▶ **What you will do**
Please edit the rows below so that "pixel coordinates" becomes "image coordinates" wherever it occurs, leaving every other word unchanged. Reproduce all the rows without the pictures.

▶ **Data for this exercise**
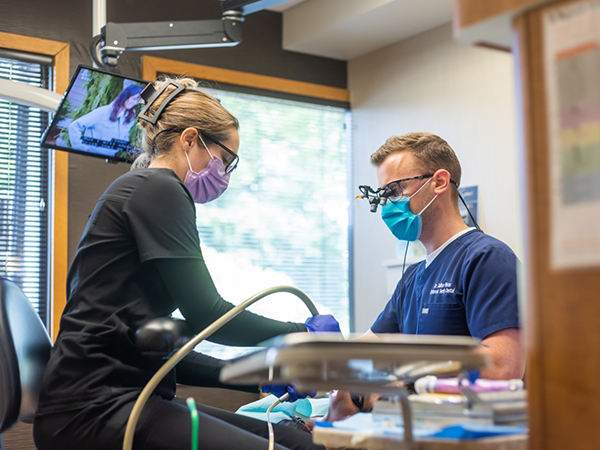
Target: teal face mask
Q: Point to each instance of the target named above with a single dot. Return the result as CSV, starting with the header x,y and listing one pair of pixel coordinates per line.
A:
x,y
402,222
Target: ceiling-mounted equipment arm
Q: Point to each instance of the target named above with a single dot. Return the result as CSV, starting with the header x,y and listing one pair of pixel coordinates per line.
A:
x,y
249,6
106,48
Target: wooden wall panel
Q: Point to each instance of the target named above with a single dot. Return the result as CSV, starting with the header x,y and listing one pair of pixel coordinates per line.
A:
x,y
564,305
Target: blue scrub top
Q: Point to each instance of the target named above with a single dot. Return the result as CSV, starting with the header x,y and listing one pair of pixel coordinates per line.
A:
x,y
469,289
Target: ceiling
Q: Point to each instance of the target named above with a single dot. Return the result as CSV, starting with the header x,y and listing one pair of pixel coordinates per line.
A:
x,y
347,29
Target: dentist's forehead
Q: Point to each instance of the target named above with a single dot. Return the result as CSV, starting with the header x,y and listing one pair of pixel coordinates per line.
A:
x,y
396,166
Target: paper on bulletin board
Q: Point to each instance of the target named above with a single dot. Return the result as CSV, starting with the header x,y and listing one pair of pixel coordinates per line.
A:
x,y
572,68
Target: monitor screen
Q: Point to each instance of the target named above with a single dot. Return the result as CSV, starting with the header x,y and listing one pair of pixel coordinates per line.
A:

▶ **In response**
Target: teal face mask
Q: Point to each instance of the target named above with a single dot. Return the result as CSV, starting with the header x,y and listing one pair of image coordinates per line.
A:
x,y
402,222
Target: ceiling-mounted equipment arm
Q: Point to each instance of the target named above with a single dot. Return the result as CSV, starting with the header x,y and listing one pair of image coordinates per line.
A:
x,y
249,6
106,48
Target: wooden wall panel
Q: Point to each instance of the target named above with a single dot. Return the result as CSV, starting with the header x,y and listing one pair of image coordinates per line.
A:
x,y
564,305
Target: blue scrub top
Q: Point to each instance of the target named above with a single dot. Return the result as CSV, starting with the header x,y and listing one pair of image coordinates per line.
A:
x,y
469,289
Target: ceiling
Q: Point to each instance of the target named above with a single dot. Return the result as CSV, starting with the header x,y and listing one pair of image coordinates per line.
A:
x,y
347,29
Target: dentist's forehead
Q: Point to each instance of the target named above with a single dot. Return the result as CSV, starting with the header x,y and listing one pair of image coordinates per line.
A:
x,y
396,166
Target: paper on bulletin board
Q: Point to each instance of the target named above with a single dot. Return the result as CSV, starting with the header x,y and listing one pair of image coordinates per line.
A:
x,y
572,68
Target: monitor screen
Q: Point to each instance of the target named above with a single dot. Return the result as CSV, starting with the header x,y and listing one pair of image coordinates per line.
A:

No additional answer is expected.